:: Directions ::
Render every line of the records below as a Markdown table with the columns "Row" and "Line text", skipping blank lines. Leave the pictures out of the table.

(Point labeling data based on photos)

········

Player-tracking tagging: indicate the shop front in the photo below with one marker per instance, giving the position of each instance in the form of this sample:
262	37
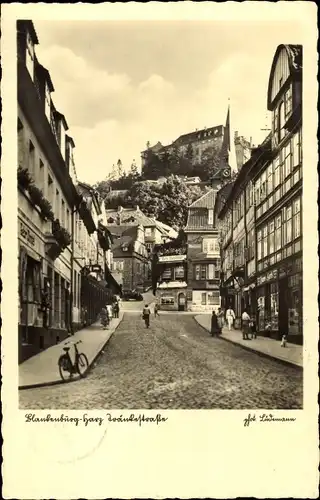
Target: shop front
30	273
172	296
279	302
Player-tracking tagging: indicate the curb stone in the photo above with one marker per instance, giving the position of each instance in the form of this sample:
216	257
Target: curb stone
76	377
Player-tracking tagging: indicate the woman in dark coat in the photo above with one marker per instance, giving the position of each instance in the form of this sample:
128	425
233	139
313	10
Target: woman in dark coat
215	328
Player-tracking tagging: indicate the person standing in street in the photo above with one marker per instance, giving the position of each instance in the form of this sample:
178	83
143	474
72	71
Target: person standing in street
146	313
230	317
220	318
156	310
104	318
215	328
116	309
245	325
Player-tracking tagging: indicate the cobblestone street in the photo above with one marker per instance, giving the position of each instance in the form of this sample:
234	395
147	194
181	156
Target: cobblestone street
174	365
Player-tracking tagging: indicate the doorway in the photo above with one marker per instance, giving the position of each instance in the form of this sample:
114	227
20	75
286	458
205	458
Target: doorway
181	302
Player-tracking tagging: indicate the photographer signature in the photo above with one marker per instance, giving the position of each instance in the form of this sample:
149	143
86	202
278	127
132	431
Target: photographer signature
266	417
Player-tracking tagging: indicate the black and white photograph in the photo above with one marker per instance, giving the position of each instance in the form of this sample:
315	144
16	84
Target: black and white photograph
159	213
161	200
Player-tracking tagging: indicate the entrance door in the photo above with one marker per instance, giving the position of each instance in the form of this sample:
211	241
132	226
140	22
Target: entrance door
181	302
283	307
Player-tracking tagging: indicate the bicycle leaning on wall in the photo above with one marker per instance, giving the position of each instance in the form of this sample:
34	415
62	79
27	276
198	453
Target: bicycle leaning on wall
67	367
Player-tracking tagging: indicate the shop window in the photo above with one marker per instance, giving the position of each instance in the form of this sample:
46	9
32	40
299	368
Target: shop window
213	299
270	179
167	301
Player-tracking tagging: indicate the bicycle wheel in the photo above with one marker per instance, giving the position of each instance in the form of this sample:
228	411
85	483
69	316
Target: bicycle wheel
82	364
64	367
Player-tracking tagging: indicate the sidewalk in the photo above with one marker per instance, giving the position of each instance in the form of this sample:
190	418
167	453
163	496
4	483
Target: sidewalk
42	369
291	354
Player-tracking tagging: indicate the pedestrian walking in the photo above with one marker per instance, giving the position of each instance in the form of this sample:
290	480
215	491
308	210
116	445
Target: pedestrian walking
230	317
116	309
215	328
245	325
146	313
253	328
220	318
156	310
104	318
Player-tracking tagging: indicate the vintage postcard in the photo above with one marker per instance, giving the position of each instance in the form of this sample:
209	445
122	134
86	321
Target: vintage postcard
159	243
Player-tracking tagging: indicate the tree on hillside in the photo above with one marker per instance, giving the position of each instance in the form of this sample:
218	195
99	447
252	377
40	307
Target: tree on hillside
210	160
189	153
153	166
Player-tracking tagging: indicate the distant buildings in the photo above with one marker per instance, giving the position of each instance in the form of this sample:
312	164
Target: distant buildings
169	275
122	222
193	143
242	149
260	216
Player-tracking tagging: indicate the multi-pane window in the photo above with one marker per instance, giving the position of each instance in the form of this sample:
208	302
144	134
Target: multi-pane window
296	218
296	150
210	217
270	179
288	226
271	237
31	166
48	103
288	102
276	167
30	56
281	121
287	159
259	247
263	186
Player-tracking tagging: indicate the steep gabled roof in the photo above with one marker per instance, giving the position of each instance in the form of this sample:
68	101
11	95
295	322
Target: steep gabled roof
207	200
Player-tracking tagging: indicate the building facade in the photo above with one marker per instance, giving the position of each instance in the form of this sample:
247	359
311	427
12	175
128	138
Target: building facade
278	198
130	265
203	255
170	275
49	206
260	220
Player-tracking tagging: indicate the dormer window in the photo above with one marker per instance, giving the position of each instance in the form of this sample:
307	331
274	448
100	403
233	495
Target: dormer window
30	56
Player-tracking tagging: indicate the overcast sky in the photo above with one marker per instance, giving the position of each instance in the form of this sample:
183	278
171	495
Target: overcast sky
121	84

········

:: Solution for this task ::
| Row | Line text |
|---|---|
| 1 | Player-tracking tagging: indicate the shop front in the photo below with one marker per instance, giving the position of each instance in the form of this sample: |
| 2 | 262	37 |
| 3 | Target: shop front |
| 4 | 30	273 |
| 5 | 172	296 |
| 6 | 279	302 |
| 7 | Player-tracking tagging: indicate the curb stone in the photo above with one marker per instance, giving the position of each instance in the form of this sample: |
| 8 | 216	257 |
| 9 | Target: curb stone |
| 10 | 76	377 |
| 11 | Player-tracking tagging: indicate the woman in dark coat in the photo above with one marker per instance, giving the position of each instance in the form of this sample: |
| 12 | 128	425 |
| 13 | 233	139 |
| 14 | 313	10 |
| 15 | Target: woman in dark coat |
| 16 | 215	328 |
| 17 | Player-tracking tagging: indicate the person standing in street in the photo above with one marker per instance, giving the position of each instance in the form of this sample: |
| 18 | 178	83 |
| 19 | 143	474 |
| 20 | 72	71 |
| 21 | Target: person standing in street |
| 22 | 146	313 |
| 23 | 230	317 |
| 24 | 220	318 |
| 25 | 156	310 |
| 26 | 104	318 |
| 27 | 215	328 |
| 28 | 116	309 |
| 29 | 245	325 |
| 30 | Player-tracking tagging: indicate the cobblestone street in the photo above with one marker per instance, giving the position of each instance in the form of this sample: |
| 31 | 234	395 |
| 32 | 147	194 |
| 33 | 181	156 |
| 34 | Target: cobblestone street |
| 35 | 174	365 |
| 36 | Player-tracking tagging: indicate the doorway in the photo above with one marker per instance, giving the position of each instance in the form of this sample: |
| 37 | 114	227 |
| 38 | 20	75 |
| 39 | 286	458 |
| 40 | 205	458 |
| 41 | Target: doorway |
| 42 | 181	302 |
| 43 | Player-tracking tagging: indicate the photographer signature in the photo above with one marker per instance, giving the position of each instance in the form of this sample: |
| 44 | 149	143 |
| 45 | 86	202 |
| 46 | 278	127 |
| 47 | 132	431 |
| 48 | Target: photographer signature |
| 49 | 266	417 |
| 50 | Player-tracking tagging: indicate the black and white photograph in the photo above with one marker per instance, giving the position of each instance in the form of this sample: |
| 51 | 315	144 |
| 52 | 16	84 |
| 53 | Target: black and white photograph |
| 54 | 159	213 |
| 55 | 161	200 |
| 56 | Player-tracking tagging: indicate the entrance door in the photo above with one marker per instance, giving the position of each instance in the form of this sample: |
| 57 | 211	241 |
| 58 | 132	226 |
| 59 | 140	22 |
| 60 | Target: entrance door |
| 61 | 181	302 |
| 62 | 283	307 |
| 63 | Player-tracking tagging: indicate the bicycle leaning on wall in the photo above with one marker per instance, giving the position of each instance in the form of this sample: |
| 64 | 34	415 |
| 65 | 62	79 |
| 66 | 27	276 |
| 67 | 198	453 |
| 68 | Target: bicycle leaning on wall |
| 69 | 67	367 |
| 70 | Player-tracking tagging: indicate the shop window in the photo above with one marker per instance, giving the position of each instance in the form of this sample: |
| 71 | 46	9 |
| 72 | 32	40 |
| 73 | 299	368 |
| 74 | Target: shop window |
| 75 | 213	299 |
| 76 | 270	179 |
| 77 | 167	301 |
| 78 | Player-tracking tagging: indicate the bicycle wheel in the photo above with one marker per instance, giving the position of each instance in the form of this sample: |
| 79 | 228	411 |
| 80 | 85	483 |
| 81 | 69	316 |
| 82 | Target: bicycle wheel |
| 83 | 82	364 |
| 84 | 64	367 |
| 85 | Player-tracking tagging: indicate the sidewalk in the photo above with one marker per instance, giving the position of each instance in the form of this sample: |
| 86 | 190	418 |
| 87 | 167	453 |
| 88 | 163	496 |
| 89 | 4	483 |
| 90 | Target: sidewalk |
| 91 | 42	369 |
| 92 | 291	354 |
| 93 | Player-tracking tagging: indicate the pedestrian walking in the photo above with one marker per instance, giving the position of each instance in the form of this sample: |
| 94 | 290	480 |
| 95 | 215	491 |
| 96 | 308	210 |
| 97 | 116	445 |
| 98 | Target: pedestrian walking |
| 99 | 230	317 |
| 100 | 116	309 |
| 101 | 215	328 |
| 102 | 245	325 |
| 103 | 146	313 |
| 104 | 253	328 |
| 105 | 220	318 |
| 106 | 156	310 |
| 107 | 104	318 |
| 108 | Player-tracking tagging: indicate the vintage postcard in the photo above with one marker per instance, giving the position of each instance in the form of this sample: |
| 109 | 209	445 |
| 110 | 122	134 |
| 111 | 86	321 |
| 112 | Target: vintage postcard |
| 113 | 159	243 |
| 114 | Player-tracking tagging: indicate the tree on hillside in the photo above with one marker per instance, giving the position of each instance in the form of this sample: |
| 115 | 218	195 |
| 116 | 99	447 |
| 117 | 252	377 |
| 118 | 40	307 |
| 119 | Target: tree on hillside |
| 120 | 210	160 |
| 121 | 189	153 |
| 122 | 153	166 |
| 123 | Player-tracking tagging: indicate the distant buildings in the photo above with one marker per instance, giving the position of each instance in the form of this sample: |
| 124 | 312	164 |
| 125 | Target: distant buildings |
| 126 | 169	275 |
| 127 | 122	222 |
| 128 | 193	143 |
| 129 | 242	149 |
| 130 | 260	216 |
| 131 | Player-tracking tagging: indicate the multi-pane window in the photo above with one marker per instance, giving the position of each instance in the form of this sample: |
| 132 | 208	302 |
| 133 | 144	134 |
| 134 | Target: multi-pane window |
| 135 | 296	218 |
| 136 | 296	150 |
| 137 | 210	217 |
| 138 | 270	179 |
| 139 | 288	226 |
| 140 | 271	237 |
| 141 | 31	166 |
| 142 | 48	103 |
| 143 | 288	102 |
| 144 | 276	167 |
| 145 | 30	56 |
| 146 | 281	121 |
| 147 | 287	159 |
| 148 | 259	247 |
| 149 | 263	186 |
| 150 | Player-tracking tagging: indicate the steep gabled roof in the photo above with one marker per instance, giving the position of each instance in the form of this sample: |
| 151 | 68	101 |
| 152 | 11	95 |
| 153 | 295	322 |
| 154 | Target: steep gabled roof |
| 155 | 207	200 |
| 156 | Player-tracking tagging: indicate the building facade in the photo above with one marker per instance, giving the position of each instance in the form of this sample: |
| 157 | 247	359 |
| 158 | 311	427 |
| 159 | 12	175 |
| 160 | 128	138 |
| 161 | Target: building facade |
| 162 | 278	198 |
| 163 | 130	265 |
| 164 | 203	255 |
| 165 | 170	275 |
| 166 | 49	206 |
| 167 | 260	220 |
| 168 | Player-tracking tagging: indicate the dormer window in the photo above with one marker per instance, giving the position of each instance in the form of this sample: |
| 169 | 307	331 |
| 170 | 274	448 |
| 171 | 100	403 |
| 172 | 233	495 |
| 173 | Target: dormer window |
| 174 | 30	56 |
| 175 | Player-tracking tagging: indicate the overcast sky in the photo above with one marker per instance, giving the position of each instance in the form of this sample: |
| 176 | 183	278 |
| 177 | 171	495 |
| 178 | Target: overcast sky |
| 179 | 121	84 |